Data records

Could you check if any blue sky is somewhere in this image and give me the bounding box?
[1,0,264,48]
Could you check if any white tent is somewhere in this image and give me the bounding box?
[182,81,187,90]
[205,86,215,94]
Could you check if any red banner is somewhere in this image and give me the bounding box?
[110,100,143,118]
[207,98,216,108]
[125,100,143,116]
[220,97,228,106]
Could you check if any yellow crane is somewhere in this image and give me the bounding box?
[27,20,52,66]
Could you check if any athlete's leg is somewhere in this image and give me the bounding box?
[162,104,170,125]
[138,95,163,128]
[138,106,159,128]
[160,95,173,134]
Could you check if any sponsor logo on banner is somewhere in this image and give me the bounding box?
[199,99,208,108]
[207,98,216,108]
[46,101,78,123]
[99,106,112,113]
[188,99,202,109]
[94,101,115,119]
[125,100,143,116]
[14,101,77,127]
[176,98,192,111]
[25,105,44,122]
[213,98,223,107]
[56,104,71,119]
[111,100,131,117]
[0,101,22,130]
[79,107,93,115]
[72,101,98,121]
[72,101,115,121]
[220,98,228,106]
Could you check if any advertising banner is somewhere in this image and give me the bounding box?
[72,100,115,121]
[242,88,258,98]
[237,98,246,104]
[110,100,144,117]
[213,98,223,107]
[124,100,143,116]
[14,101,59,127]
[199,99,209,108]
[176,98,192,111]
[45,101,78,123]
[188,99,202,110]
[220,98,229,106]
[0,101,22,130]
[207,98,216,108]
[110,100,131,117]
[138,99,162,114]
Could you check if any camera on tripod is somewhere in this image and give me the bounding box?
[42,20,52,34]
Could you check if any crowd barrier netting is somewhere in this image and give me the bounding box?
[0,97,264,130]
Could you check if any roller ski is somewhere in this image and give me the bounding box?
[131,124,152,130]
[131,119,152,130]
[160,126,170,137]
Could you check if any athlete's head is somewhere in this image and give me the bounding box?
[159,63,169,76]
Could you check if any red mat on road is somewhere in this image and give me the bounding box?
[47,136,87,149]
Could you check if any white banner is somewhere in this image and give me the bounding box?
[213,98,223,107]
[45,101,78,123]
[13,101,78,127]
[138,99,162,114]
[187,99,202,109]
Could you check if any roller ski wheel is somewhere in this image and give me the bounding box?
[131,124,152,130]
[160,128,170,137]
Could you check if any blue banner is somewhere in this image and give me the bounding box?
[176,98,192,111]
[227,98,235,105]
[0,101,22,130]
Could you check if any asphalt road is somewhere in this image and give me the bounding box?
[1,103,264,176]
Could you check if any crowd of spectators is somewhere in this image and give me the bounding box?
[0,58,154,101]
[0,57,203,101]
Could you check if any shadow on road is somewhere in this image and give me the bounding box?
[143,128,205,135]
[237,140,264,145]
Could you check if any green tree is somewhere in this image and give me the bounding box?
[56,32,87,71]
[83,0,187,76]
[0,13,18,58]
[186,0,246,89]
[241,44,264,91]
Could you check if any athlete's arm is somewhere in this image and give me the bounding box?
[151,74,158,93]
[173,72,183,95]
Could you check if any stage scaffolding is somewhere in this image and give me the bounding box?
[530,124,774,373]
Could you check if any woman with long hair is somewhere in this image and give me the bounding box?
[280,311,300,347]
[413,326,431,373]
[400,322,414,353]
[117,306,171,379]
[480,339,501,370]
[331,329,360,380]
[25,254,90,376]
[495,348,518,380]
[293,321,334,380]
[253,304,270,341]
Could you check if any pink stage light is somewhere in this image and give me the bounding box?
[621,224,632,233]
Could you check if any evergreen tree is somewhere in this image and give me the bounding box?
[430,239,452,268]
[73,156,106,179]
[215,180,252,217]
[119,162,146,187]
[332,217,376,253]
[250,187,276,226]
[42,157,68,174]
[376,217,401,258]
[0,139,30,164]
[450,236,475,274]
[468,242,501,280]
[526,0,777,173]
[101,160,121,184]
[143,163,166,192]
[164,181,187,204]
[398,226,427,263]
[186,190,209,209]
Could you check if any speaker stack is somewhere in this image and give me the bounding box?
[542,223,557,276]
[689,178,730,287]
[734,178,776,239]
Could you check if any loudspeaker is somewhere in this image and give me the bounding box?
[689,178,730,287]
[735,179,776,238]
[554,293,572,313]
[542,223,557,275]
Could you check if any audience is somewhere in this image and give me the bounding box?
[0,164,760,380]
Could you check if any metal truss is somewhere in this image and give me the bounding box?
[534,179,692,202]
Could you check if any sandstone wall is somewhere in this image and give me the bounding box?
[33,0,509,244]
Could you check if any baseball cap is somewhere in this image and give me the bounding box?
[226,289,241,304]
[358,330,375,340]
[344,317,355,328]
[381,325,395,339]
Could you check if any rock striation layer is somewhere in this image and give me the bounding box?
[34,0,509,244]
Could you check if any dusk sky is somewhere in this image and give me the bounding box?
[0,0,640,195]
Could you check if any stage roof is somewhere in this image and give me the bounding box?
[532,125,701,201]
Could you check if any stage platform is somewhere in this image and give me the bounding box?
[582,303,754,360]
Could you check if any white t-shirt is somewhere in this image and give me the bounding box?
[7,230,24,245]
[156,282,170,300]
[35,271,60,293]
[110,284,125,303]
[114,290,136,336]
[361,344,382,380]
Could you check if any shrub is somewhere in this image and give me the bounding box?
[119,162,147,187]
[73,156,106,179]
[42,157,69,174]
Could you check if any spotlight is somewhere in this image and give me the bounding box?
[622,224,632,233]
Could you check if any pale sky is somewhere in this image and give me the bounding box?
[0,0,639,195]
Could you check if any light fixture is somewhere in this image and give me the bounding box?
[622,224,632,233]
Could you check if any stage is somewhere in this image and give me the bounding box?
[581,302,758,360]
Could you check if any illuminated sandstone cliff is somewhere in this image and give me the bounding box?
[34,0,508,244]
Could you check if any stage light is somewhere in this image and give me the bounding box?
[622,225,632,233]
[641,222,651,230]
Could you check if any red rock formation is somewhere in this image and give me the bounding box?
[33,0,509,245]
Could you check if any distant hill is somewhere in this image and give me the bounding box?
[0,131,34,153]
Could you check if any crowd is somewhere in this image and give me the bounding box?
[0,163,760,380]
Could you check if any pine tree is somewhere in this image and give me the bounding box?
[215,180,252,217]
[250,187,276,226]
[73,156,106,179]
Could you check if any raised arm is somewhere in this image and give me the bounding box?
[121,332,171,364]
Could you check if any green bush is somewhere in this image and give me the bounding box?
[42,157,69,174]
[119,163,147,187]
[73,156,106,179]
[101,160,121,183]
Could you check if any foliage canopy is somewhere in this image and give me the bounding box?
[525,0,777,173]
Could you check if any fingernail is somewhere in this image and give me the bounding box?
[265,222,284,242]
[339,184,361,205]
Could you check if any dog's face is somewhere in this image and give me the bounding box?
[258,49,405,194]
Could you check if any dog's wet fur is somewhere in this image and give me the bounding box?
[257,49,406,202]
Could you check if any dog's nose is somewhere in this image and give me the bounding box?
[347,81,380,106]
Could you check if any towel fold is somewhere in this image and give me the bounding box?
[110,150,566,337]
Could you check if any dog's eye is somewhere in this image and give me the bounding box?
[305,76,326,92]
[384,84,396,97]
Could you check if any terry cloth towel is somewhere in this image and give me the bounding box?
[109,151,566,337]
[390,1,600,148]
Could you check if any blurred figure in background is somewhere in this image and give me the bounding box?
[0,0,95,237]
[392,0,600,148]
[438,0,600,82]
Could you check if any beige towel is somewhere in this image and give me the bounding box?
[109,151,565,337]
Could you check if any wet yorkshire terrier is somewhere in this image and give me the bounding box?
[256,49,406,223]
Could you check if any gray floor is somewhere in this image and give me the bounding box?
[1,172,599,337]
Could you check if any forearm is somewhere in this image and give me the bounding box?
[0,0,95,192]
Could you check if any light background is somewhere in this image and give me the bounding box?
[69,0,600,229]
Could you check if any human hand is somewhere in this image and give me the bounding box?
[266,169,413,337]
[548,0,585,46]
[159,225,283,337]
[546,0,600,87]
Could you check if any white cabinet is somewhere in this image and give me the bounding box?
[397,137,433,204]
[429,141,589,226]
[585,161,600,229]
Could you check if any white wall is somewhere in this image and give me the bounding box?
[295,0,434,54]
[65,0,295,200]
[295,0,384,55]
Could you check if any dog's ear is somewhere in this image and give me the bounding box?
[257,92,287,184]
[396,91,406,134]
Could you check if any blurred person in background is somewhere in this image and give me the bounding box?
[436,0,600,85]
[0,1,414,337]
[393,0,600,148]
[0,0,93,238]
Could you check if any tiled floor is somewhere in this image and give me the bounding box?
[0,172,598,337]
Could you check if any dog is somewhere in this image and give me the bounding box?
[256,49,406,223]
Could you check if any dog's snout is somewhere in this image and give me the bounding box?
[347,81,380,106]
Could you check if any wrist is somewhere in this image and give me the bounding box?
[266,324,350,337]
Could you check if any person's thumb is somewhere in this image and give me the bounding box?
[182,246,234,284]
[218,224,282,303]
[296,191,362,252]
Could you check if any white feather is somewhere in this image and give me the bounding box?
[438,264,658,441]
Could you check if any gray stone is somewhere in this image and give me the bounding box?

- **Task details**: Copy each line, exactly, that falls between the line containing "Could you check if any tiled" and the end of the entries, both included.

- **Solution to the problem**:
Could you check if any tiled floor is somewhere in this image and give me the bounding box?
[0,172,598,337]
Could you check if any dog is somewhere in this image and give me the bounding box?
[256,49,406,223]
Could you check if any dog's snout is somewhere in this image and give me the bounding box?
[347,81,380,106]
Could you check if any wrist is somewhere in this image and give me the bounding box?
[266,324,350,337]
Could you check if any person's thumb is somewhere in this image and give me the bounding box?
[182,246,234,284]
[218,224,282,303]
[296,191,362,252]
Could you check if any white feather is somewhere in this image and give me the bounding box?
[438,264,658,441]
Could you check if any gray stone is somewhere in this image and give me the bounding box?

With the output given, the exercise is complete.